§ Task instructions:
Update the material below by changing every "small kitchen appliance" to "countertop appliance" and leaving all else unchanged.

§ The records:
______

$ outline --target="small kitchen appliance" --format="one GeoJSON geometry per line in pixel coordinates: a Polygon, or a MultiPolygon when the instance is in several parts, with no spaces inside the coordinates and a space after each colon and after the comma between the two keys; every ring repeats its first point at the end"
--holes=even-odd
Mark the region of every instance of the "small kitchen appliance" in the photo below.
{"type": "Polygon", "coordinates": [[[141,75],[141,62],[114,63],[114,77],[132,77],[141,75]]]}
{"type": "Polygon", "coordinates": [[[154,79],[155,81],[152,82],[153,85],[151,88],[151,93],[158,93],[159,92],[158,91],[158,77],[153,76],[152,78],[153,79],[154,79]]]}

______

§ Solution for this exercise:
$ outline --target="countertop appliance" --format="one GeoJSON geometry per line in pixel coordinates: a Polygon, or a MultiPolygon when the instance is in several parts, with no spaces inside the coordinates and a space after each colon and after the comma between the two keys; every ring repeats its first point at the end"
--holes=even-odd
Mark the region of every instance of the "countertop appliance" in the photo below.
{"type": "Polygon", "coordinates": [[[141,75],[141,62],[114,63],[114,77],[132,77],[141,75]]]}
{"type": "Polygon", "coordinates": [[[154,79],[155,81],[152,82],[153,85],[151,88],[151,93],[158,93],[159,92],[158,91],[158,77],[153,76],[152,78],[153,79],[154,79]]]}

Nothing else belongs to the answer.